## ITEMS
'''

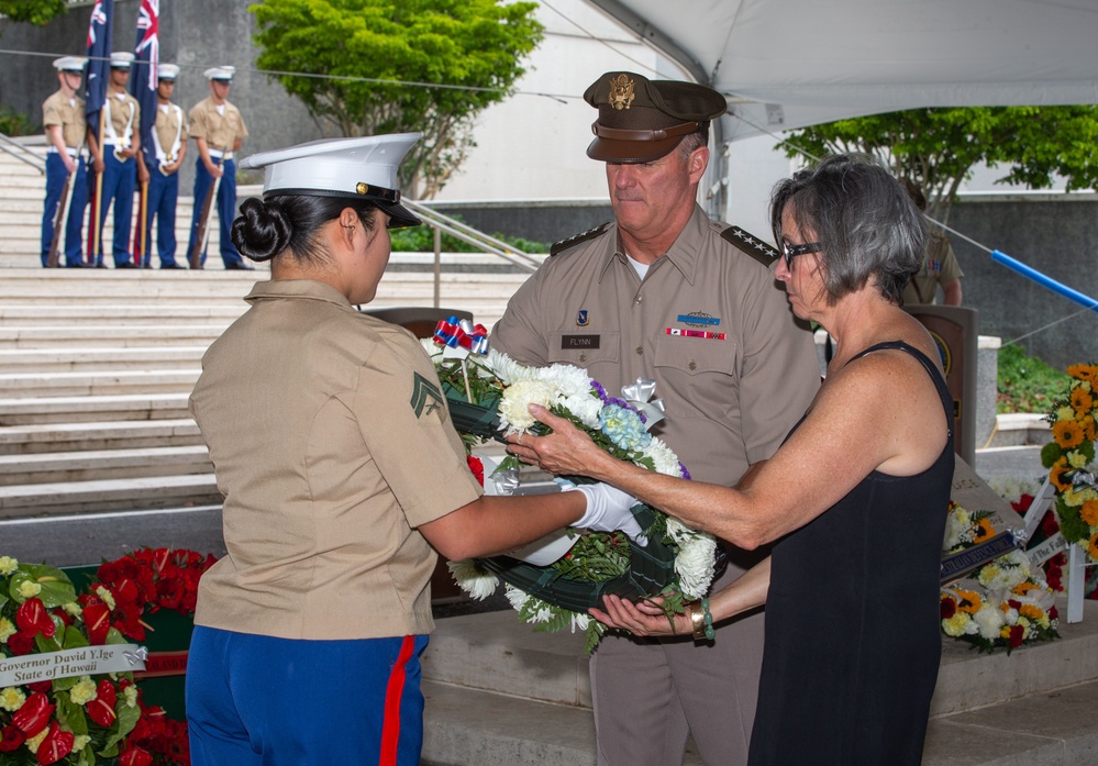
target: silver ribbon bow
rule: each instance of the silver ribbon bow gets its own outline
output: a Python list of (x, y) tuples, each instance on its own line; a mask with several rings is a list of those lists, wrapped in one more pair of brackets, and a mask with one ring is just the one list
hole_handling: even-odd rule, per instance
[(145, 660), (148, 659), (148, 648), (145, 646), (138, 646), (133, 652), (122, 652), (122, 656), (126, 658), (131, 665), (136, 665), (141, 663), (142, 667), (145, 666)]
[(508, 468), (507, 470), (497, 470), (489, 477), (496, 485), (497, 495), (514, 495), (514, 490), (519, 488), (519, 469)]
[(664, 419), (664, 400), (652, 399), (655, 392), (656, 381), (652, 378), (637, 378), (636, 382), (621, 387), (622, 398), (644, 413), (645, 431)]

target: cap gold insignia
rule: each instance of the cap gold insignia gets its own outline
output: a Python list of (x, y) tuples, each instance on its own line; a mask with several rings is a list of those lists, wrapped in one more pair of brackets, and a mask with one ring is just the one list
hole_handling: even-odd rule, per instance
[(614, 109), (629, 109), (633, 103), (633, 80), (625, 75), (610, 78), (610, 106)]

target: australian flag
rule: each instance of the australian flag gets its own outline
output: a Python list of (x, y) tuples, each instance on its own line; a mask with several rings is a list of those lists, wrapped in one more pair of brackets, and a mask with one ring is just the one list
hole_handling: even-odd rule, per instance
[(88, 24), (88, 126), (99, 132), (99, 112), (107, 103), (107, 84), (111, 73), (111, 31), (114, 29), (114, 0), (96, 0)]
[(130, 92), (141, 106), (141, 151), (145, 153), (148, 167), (153, 167), (156, 157), (153, 125), (156, 122), (156, 67), (160, 63), (159, 15), (160, 0), (141, 0), (137, 42), (133, 48), (137, 58), (130, 73)]

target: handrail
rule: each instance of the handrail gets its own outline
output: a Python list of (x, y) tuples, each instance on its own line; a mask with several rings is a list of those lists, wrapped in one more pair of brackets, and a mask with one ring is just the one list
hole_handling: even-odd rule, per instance
[[(14, 146), (15, 148), (18, 148), (23, 154), (29, 154), (32, 157), (32, 159), (27, 159), (22, 154), (16, 154), (15, 152), (12, 152), (4, 144), (11, 144), (12, 146)], [(46, 175), (46, 160), (44, 160), (42, 157), (40, 157), (38, 155), (36, 155), (31, 149), (29, 149), (25, 146), (23, 146), (18, 141), (12, 141), (9, 136), (4, 135), (3, 133), (0, 133), (0, 152), (3, 152), (5, 154), (10, 154), (15, 159), (19, 159), (21, 162), (26, 163), (27, 165), (30, 165), (31, 167), (33, 167), (35, 170), (37, 170), (38, 173), (41, 173), (43, 176)]]
[[(444, 215), (431, 208), (426, 207), (421, 202), (414, 202), (407, 197), (401, 200), (401, 203), (411, 210), (413, 213), (420, 217), (422, 221), (434, 229), (435, 231), (443, 231), (451, 236), (454, 236), (462, 242), (466, 242), (474, 247), (477, 247), (489, 255), (496, 255), (510, 264), (518, 266), (519, 268), (525, 269), (531, 274), (537, 270), (540, 262), (534, 258), (529, 253), (524, 253), (517, 247), (512, 247), (502, 240), (497, 240), (493, 236), (485, 234), (484, 232), (477, 231), (472, 226), (468, 226), (461, 221)], [(440, 255), (439, 243), (435, 241), (435, 257)]]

'''

## DESCRIPTION OF THE TASK
Turn the records above into a JSON list of strings with one string per line, skipping blank lines. Leave out the picture lines.

## RESPONSE TO THE TASK
[
  "target: silver ribbon bow",
  "rule: each instance of the silver ribbon bow gets its own outline",
  "output: a Python list of (x, y) tuples, each instance on its own line; a mask with several rings is a list of those lists, wrapped in one more pair of brackets, and a mask with one ring is just the one list",
  "hole_handling: even-odd rule, per instance",
  "[(145, 660), (148, 659), (148, 648), (145, 646), (138, 646), (133, 652), (122, 652), (122, 656), (126, 658), (131, 665), (136, 665), (141, 663), (142, 667), (145, 666)]",
  "[(508, 468), (507, 470), (497, 470), (489, 477), (496, 485), (497, 495), (514, 495), (514, 490), (519, 488), (519, 469)]",
  "[(664, 419), (664, 400), (652, 399), (655, 392), (656, 381), (652, 378), (637, 378), (636, 382), (621, 387), (622, 398), (644, 413), (645, 431)]",
  "target: cap gold insignia",
  "rule: each instance of the cap gold insignia gets its own outline",
  "output: a Python list of (x, y) tuples, each instance on its own line; a mask with several rings is a list of those lists, wrapped in one more pair of brackets, and a mask with one ring is just the one list",
  "hole_handling: even-odd rule, per instance",
  "[(614, 109), (629, 109), (633, 103), (633, 80), (625, 75), (610, 78), (610, 106)]",
  "target: australian flag",
  "rule: each instance of the australian flag gets its own outline",
  "output: a Python list of (x, y) tuples, each instance on its own line; a mask with several rings is a list of those lists, wrapped in one more pair of brackets, and a mask with one ring is just the one list",
  "hole_handling: even-odd rule, per instance",
  "[(88, 24), (88, 126), (99, 132), (99, 112), (107, 103), (107, 84), (111, 73), (111, 31), (114, 29), (114, 0), (96, 0)]",
  "[(130, 92), (141, 106), (141, 151), (145, 153), (148, 167), (153, 167), (156, 157), (153, 125), (156, 122), (156, 67), (160, 63), (159, 15), (160, 0), (141, 0), (137, 42), (133, 48), (137, 58), (130, 73)]",
  "target: handrail",
  "rule: each instance of the handrail gets its own outline",
  "output: a Python list of (x, y) tuples, each instance on its own line; a mask with several rings is a list of those lists, wrapped in one more pair of brackets, and a mask with one ring is just the one list",
  "hole_handling: even-odd rule, per instance",
  "[[(14, 146), (15, 148), (18, 148), (23, 154), (29, 154), (32, 157), (32, 159), (27, 159), (22, 154), (16, 154), (15, 152), (12, 152), (4, 144), (11, 144), (12, 146)], [(46, 175), (46, 160), (44, 160), (42, 157), (40, 157), (38, 155), (36, 155), (31, 149), (29, 149), (25, 146), (23, 146), (18, 141), (12, 141), (9, 136), (4, 135), (3, 133), (0, 133), (0, 152), (3, 152), (5, 154), (10, 154), (15, 159), (19, 159), (21, 162), (26, 163), (27, 165), (30, 165), (31, 167), (33, 167), (35, 170), (37, 170), (38, 173), (41, 173), (43, 176)]]",
  "[[(444, 215), (431, 208), (426, 207), (421, 202), (414, 202), (407, 197), (401, 200), (401, 203), (411, 210), (413, 213), (420, 217), (422, 221), (434, 229), (435, 231), (443, 231), (451, 236), (454, 236), (462, 242), (466, 242), (474, 247), (477, 247), (489, 255), (496, 255), (510, 264), (518, 266), (519, 268), (525, 269), (531, 274), (537, 270), (540, 262), (534, 258), (529, 253), (524, 253), (517, 247), (512, 247), (502, 240), (497, 240), (493, 236), (485, 234), (484, 232), (477, 231), (472, 226), (468, 226), (461, 221)], [(440, 255), (439, 243), (435, 241), (435, 257)]]"
]